### Reading passage
** begin **

Background information
- Origin: Dallas, Texas, US
- Genres: Stoner rock, shoegazing, slowcore, post-rock, doom metal, occult rock
- Years active: 2007–present
- Labels: Kemado, Relapse, End Sounds
- Members: Dan "D.H." Phillips Nicole Estill Timothy "Slim" Starks

= True Widow =

Three-piece rock band from Dallas, Texas

True Widow is an American rock band formed in 2007 and based in Dallas, Texas. The band's expansive guitar-driven sound has led them to be cited as "drop-tuned, slow, repetitive, heavy, dreamy, and undeniably ear-wormy". True Widow has been known for contrasting alternation between male and female vocals. To date, the band has released four albums, their eponymous album True Widow (2008), As High As the Highest Heavens and From the Center to the Circumference of the Earth (2011), Circumambulation (2013), and Avvolgere (2016).

** end **

### Given records
** begin **

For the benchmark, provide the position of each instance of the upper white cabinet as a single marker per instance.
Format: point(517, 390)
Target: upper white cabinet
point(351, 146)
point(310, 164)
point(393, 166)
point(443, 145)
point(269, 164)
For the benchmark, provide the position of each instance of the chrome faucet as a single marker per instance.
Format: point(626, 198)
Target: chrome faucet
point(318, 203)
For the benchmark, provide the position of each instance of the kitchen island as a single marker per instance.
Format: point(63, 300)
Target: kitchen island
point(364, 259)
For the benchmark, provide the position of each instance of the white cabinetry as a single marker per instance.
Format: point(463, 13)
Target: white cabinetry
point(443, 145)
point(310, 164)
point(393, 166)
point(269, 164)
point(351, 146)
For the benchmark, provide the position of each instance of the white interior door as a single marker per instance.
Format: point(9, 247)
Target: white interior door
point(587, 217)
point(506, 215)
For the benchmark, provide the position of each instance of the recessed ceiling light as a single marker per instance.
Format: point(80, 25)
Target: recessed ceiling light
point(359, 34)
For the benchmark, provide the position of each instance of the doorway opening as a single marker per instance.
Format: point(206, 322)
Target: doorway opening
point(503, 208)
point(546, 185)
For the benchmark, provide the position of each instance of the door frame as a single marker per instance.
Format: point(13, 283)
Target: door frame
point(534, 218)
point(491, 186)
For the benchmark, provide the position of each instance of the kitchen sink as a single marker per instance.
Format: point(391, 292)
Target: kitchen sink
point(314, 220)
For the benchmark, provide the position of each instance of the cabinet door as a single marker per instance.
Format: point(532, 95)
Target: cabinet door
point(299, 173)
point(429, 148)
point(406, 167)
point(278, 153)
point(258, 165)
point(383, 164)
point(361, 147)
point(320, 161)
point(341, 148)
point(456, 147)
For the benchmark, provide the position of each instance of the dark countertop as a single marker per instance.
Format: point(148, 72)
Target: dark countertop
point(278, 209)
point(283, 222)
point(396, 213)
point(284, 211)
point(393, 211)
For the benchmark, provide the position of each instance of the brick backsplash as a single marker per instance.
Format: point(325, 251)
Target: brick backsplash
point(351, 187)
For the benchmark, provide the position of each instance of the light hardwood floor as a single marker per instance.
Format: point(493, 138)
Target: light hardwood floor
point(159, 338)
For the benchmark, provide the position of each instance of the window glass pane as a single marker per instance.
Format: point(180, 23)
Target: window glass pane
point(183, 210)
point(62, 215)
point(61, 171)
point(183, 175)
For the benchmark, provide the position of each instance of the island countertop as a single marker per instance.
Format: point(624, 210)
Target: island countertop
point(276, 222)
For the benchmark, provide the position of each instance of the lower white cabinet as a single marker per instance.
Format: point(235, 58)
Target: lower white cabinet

** end **

### Requirement
List every album that the True Widow text names, with its year of release. The records come from a different source than the True Widow text.

### Exercise result
- True Widow (2008)
- As High As the Highest Heavens and From the Center to the Circumference of the Earth (2011)
- Circumambulation (2013)
- Avvolgere (2016)